TEXTO DA PÁGINA |
....
Professora Gabriela Lotta, da FGV, argumenta que desvalorização da burocracia ameaça o acesso a direitos

Gabriela Lotta é professora de administração pública da FGV (Fundação Getulio Vargas) e coordenadora do núcleo de estudos da burocracia. É doutora em ciência política e mestre e graduada em administração pública. Foi professora visitante de diversas universidades internacionais, incluindo Oxford. Em 2021 foi apontada como uma das 100 acadêmicas mais influentes do mundo na área de governo.

Quando falamos em burocracia, muita gente pensa em papelada, carimbo e fila. Mas burocracia, na verdade, é muito mais do que isso. Ela é o conjunto de pessoas, regras e instituições que fazem o Estado funcionar todos os dias. São os servidores públicos que aplicam políticas, tomam decisões e garantem ou não o acesso a direitos. Da escola ao posto de saúde, da assistência social à segurança, é por meio da burocracia que o Estado chega até o cidadão. A professora Gabriela Lotta, uma das maiores especialistas do país nesses temas.

A palavra burocracia parece ser sempre assustadora, e a figura do servidor público é muitas vezes demonizada na opinião pública. Isso é reflexo de quê? Quais interesses se beneficiam dessa narrativa?

Primeiro, existe muita confusão sobre o que significa “burocracia”. No senso comum, a palavra costuma ser associada a coisas negativas: excesso de papelada, procedimentos lentos e demorados. Mas, na sua origem, burocracia quer dizer justamente o contrário: são procedimentos estáveis e racionais, criados para dar mais eficiência e garantir que as coisas funcionem e cheguem ao resultado esperado. O que normalmente chamamos de “burocracia” de forma pejorativa, na verdade, são as falhas ou distorções desses procedimentos – quando eles viram algo exagerado ou cheio de exceções.

O termo também é usado para falar do corpo de funcionários que trabalha no Estado – os servidores públicos, ou “burocratas”. Aqui, a imagem negativa também é forte. Muita gente associa o servidor público à ideia de “marajá”: alguém que ganha muito e trabalha pouco. É verdade que existem casos assim, mas eles são menos de 0,1% do funcionalismo público. Hoje, mais de 70% dos servidores no Brasil ganham menos de R$ 5 mil por mês. O problema é que, no discurso popular, se coloca sob o mesmo rótulo tanto quem ganha salários altíssimos no Judiciário quanto professores e policiais que muitas vezes trabalham três turnos por dia para receber bem menos.
....
DADOS |

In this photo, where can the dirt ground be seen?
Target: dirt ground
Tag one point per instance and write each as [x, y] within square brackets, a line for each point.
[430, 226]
....
TAREFAS |
(A) Diga se cada afirmação abaixo está de acordo com o texto sobre burocracia, respondendo sim ou não e citando as palavras do texto que decidem a questão: (i) mais de 70% dos servidores no Brasil ganham menos de R$ 5 mil por mês; (ii) em 2021, Gabriela Lotta foi apontada como uma das 100 acadêmicas mais influentes do mundo na área de saúde; (iii) os servidores que ganham muito e trabalham pouco representam mais de 10% do funcionalismo público.
(B) Prossiga o texto sobre burocracia a partir do ponto em que ele termina.

RESPOSTAS |
(A)
(i) Sim: "Hoje, mais de 70% dos servidores no Brasil ganham menos de R$ 5 mil por mês."
(ii) Não: "Em 2021 foi apontada como uma das 100 acadêmicas mais influentes do mundo na área de governo."
(iii) Não: "eles são menos de 0,1% do funcionalismo público."

(B)
Essa visão negativa é problemática por dois motivos. Primeiro, porque não corresponde aos fatos. Segundo, porque a solução que costuma ser vendida é “acabar com a burocracia” e “acabar com o funcionalismo público”. O que esse discurso esconde é que, sem burocracia (no sentido de regras e procedimentos racionais) e sem servidores públicos estáveis, a democracia e a cidadania não se sustentam.

Por exemplo: eleições só acontecem de forma regular porque existem regras claras e servidores concursados que garantem o processo, independentemente de quem está no governo. A educação básica universal, garantida pela Constituição, só existe porque temos normas para manter as escolas funcionando e professores contratados para ensinar, sem depender da vontade do prefeito ou governador do momento. Até para que todo cidadão tenha um documento como CPF ou RG, é preciso haver procedimentos e servidores — caso contrário, um governo poderia simplesmente decidir que um grupo de pessoas não merece ter documento. Esses exemplos mostram que a vida em sociedade e a democracia dependem da burocracia e do funcionalismo público. Acabar com eles significaria acabar com direitos, com a estabilidade das instituições e com a ideia de que todos somos iguais perante a lei.

Em que medida a burocracia brasileira reproduz as desigualdades estruturam o país? O Estado brasileiro trata igualmente seus cidadãos? Ou a face do Estado muda conforme a classe social, o gênero e a raça do cidadão?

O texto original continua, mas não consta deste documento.